Problem details
Render the items as a JSON list of strings, one string per line with blank lines omitted, starting at the line that contains "point: car windshield" and ending at the last line of the items, both included.

====== Provided material

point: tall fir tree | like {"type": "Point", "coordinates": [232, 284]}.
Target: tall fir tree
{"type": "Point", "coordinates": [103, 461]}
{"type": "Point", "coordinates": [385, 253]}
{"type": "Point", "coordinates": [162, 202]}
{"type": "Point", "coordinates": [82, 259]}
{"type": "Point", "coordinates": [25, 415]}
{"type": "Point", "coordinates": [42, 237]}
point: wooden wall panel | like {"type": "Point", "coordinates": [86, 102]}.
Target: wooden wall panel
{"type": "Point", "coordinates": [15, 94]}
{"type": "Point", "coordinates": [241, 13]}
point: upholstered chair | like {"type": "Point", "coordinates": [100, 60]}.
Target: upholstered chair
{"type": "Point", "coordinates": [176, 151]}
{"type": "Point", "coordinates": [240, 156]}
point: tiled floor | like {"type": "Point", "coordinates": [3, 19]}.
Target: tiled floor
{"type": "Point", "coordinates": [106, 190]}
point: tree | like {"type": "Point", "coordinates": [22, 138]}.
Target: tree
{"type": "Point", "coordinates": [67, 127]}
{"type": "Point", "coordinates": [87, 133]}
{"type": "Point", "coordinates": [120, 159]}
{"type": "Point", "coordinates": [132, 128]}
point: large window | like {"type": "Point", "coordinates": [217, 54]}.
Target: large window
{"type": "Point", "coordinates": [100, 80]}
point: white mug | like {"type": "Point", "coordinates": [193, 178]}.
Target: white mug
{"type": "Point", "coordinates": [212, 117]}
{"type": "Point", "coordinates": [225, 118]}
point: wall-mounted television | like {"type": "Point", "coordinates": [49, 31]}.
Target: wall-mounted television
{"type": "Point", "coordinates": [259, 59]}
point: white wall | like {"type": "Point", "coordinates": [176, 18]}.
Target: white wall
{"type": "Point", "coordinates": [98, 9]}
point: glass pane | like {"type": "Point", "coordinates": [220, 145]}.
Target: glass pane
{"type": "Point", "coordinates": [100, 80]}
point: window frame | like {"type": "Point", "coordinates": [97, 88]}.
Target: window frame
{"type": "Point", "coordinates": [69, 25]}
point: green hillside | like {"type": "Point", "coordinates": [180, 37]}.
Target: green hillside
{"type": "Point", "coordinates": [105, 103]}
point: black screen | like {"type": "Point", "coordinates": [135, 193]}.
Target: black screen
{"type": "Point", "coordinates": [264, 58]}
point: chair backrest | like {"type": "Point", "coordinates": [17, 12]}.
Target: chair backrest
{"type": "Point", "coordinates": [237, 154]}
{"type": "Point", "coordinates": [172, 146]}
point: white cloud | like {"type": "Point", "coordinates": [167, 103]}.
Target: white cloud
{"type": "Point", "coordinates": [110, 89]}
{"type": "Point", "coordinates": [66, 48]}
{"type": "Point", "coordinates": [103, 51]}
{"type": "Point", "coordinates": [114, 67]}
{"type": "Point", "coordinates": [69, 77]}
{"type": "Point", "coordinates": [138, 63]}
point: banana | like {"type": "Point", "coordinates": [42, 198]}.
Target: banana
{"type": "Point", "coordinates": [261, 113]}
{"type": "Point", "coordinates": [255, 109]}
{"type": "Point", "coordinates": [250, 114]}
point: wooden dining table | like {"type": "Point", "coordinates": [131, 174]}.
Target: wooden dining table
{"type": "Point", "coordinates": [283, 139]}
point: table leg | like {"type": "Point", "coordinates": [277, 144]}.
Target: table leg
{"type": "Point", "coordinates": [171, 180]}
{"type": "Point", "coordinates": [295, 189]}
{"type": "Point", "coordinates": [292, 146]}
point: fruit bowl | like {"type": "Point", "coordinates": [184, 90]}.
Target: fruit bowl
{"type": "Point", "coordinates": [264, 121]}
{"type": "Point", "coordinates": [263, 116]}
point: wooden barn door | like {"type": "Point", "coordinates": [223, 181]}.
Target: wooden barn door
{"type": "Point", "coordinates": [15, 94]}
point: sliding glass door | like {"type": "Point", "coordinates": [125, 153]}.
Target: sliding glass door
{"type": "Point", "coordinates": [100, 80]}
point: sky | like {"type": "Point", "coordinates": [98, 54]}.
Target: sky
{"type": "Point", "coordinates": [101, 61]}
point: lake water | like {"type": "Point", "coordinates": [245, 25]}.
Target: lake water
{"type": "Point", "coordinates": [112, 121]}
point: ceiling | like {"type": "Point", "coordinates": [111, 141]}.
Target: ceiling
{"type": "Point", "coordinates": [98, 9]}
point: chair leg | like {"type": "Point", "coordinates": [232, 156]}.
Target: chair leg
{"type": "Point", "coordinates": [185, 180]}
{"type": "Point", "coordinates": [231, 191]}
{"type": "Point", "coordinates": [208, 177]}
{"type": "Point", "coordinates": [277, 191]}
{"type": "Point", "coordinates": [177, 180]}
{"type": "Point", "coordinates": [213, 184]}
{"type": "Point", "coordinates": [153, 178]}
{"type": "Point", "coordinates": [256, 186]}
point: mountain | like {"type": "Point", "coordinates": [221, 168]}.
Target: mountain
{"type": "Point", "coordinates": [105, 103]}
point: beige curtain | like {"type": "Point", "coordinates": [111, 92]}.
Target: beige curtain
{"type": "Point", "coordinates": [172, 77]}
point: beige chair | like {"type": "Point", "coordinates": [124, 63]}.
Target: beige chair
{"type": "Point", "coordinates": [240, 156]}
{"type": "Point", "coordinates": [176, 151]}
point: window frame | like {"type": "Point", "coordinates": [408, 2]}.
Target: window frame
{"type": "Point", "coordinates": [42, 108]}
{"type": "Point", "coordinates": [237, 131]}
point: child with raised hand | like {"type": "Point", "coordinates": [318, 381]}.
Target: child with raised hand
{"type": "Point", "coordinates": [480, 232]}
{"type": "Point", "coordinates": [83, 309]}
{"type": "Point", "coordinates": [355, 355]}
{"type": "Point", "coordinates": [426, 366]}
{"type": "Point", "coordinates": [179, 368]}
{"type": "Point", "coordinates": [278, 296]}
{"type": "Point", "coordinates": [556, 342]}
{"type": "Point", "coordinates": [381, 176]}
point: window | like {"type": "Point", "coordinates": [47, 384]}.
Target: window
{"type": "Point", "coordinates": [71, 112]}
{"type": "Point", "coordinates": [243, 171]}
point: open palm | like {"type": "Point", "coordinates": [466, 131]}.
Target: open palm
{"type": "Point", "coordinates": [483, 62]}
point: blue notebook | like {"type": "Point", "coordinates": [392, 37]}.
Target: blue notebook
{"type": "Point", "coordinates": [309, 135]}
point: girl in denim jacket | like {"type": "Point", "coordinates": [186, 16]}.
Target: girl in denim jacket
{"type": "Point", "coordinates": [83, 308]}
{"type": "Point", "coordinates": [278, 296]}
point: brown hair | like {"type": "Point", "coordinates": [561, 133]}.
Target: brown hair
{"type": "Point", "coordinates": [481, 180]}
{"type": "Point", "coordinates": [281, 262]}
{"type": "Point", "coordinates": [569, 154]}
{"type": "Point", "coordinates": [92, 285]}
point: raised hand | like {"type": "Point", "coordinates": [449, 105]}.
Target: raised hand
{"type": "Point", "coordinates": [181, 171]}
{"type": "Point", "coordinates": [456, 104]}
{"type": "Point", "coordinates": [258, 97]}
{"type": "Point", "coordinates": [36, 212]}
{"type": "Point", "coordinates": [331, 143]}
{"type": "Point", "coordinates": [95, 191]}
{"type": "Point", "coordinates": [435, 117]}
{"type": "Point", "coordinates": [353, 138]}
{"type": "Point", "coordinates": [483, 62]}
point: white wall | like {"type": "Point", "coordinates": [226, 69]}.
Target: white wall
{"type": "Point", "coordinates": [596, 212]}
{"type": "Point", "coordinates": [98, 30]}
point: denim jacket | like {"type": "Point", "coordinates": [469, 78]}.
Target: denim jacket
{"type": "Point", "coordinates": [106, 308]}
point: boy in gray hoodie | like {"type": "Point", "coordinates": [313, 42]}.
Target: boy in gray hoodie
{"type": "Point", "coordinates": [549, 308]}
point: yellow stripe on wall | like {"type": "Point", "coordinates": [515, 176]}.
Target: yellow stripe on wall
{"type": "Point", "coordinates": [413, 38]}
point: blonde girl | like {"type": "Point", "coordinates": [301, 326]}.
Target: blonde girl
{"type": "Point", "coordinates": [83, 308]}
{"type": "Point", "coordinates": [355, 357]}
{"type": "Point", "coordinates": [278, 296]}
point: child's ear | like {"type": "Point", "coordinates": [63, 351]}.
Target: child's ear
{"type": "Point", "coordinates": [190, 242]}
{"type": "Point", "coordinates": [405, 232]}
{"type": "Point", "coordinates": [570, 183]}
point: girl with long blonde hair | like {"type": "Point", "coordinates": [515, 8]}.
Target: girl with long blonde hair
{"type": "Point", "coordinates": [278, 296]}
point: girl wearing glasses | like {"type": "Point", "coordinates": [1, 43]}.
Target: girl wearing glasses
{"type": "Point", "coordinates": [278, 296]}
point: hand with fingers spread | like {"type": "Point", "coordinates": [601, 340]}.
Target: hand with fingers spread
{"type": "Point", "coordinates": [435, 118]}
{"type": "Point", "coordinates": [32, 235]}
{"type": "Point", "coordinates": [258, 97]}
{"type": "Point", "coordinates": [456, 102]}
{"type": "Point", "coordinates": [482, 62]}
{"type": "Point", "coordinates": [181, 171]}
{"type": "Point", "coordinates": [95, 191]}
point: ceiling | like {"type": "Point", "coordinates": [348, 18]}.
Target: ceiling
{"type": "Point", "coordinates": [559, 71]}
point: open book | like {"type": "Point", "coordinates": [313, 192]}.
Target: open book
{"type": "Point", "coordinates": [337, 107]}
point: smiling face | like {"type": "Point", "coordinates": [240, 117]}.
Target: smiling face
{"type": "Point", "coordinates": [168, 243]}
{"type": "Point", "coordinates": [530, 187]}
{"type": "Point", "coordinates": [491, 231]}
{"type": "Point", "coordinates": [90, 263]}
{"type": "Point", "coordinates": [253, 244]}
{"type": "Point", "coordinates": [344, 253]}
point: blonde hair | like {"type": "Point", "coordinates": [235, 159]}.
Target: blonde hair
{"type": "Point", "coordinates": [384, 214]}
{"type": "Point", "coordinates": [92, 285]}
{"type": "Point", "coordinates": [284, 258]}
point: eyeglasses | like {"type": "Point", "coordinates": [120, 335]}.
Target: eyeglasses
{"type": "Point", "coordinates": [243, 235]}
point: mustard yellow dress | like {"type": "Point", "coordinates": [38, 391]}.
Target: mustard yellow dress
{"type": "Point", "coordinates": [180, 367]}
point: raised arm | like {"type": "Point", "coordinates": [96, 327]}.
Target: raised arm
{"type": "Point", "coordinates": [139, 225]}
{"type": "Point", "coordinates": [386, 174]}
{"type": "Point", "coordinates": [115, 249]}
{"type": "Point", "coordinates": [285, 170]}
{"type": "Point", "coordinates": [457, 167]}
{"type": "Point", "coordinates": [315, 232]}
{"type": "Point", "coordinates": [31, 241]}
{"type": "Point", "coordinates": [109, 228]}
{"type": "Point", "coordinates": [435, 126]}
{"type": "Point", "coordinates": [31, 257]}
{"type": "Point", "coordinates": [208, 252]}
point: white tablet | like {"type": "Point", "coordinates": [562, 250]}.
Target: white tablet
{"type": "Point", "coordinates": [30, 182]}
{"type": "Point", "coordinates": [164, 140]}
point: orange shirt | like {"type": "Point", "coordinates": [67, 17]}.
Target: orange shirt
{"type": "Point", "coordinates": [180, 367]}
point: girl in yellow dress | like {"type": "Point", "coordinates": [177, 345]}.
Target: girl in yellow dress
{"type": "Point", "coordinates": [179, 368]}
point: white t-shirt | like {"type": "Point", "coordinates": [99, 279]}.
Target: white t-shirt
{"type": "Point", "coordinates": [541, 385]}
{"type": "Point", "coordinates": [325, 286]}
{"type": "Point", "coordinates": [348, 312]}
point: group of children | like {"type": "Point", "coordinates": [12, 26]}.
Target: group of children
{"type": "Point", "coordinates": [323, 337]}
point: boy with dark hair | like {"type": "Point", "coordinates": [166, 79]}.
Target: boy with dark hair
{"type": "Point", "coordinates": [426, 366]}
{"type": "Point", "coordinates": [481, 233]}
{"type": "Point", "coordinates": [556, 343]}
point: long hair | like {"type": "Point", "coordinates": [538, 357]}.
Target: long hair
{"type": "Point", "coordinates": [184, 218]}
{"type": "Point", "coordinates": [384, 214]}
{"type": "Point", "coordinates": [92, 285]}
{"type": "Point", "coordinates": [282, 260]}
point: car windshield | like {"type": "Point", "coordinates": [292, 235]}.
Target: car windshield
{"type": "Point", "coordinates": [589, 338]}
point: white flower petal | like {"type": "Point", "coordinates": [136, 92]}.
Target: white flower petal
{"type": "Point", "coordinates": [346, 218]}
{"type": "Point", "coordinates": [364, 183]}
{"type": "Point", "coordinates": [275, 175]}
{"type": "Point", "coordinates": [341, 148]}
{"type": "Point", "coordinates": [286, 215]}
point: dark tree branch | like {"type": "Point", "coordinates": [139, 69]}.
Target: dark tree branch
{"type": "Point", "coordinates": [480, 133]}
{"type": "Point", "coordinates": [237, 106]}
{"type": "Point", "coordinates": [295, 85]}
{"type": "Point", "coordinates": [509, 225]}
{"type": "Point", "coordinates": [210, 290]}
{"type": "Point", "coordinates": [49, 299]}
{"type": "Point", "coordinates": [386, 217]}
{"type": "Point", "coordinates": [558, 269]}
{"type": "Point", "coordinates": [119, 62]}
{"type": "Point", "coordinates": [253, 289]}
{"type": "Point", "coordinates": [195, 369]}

============

Written solution
[
  "point: car windshield | like {\"type\": \"Point\", \"coordinates\": [292, 235]}.",
  "Target: car windshield",
  "{\"type\": \"Point\", \"coordinates\": [589, 338]}",
  "point: white flower petal | like {\"type\": \"Point\", \"coordinates\": [136, 92]}.",
  "Target: white flower petal",
  "{\"type\": \"Point\", \"coordinates\": [346, 218]}",
  "{\"type\": \"Point\", \"coordinates\": [364, 183]}",
  "{\"type\": \"Point\", \"coordinates\": [275, 175]}",
  "{\"type\": \"Point\", \"coordinates\": [341, 148]}",
  "{\"type\": \"Point\", \"coordinates\": [286, 215]}",
  "point: dark tree branch | like {\"type\": \"Point\", \"coordinates\": [139, 69]}.",
  "Target: dark tree branch",
  "{\"type\": \"Point\", \"coordinates\": [480, 133]}",
  "{\"type\": \"Point\", \"coordinates\": [237, 106]}",
  "{\"type\": \"Point\", \"coordinates\": [295, 85]}",
  "{\"type\": \"Point\", \"coordinates\": [509, 225]}",
  "{\"type\": \"Point\", \"coordinates\": [210, 290]}",
  "{\"type\": \"Point\", \"coordinates\": [49, 299]}",
  "{\"type\": \"Point\", \"coordinates\": [386, 217]}",
  "{\"type\": \"Point\", \"coordinates\": [558, 269]}",
  "{\"type\": \"Point\", \"coordinates\": [119, 62]}",
  "{\"type\": \"Point\", \"coordinates\": [253, 289]}",
  "{\"type\": \"Point\", \"coordinates\": [195, 369]}"
]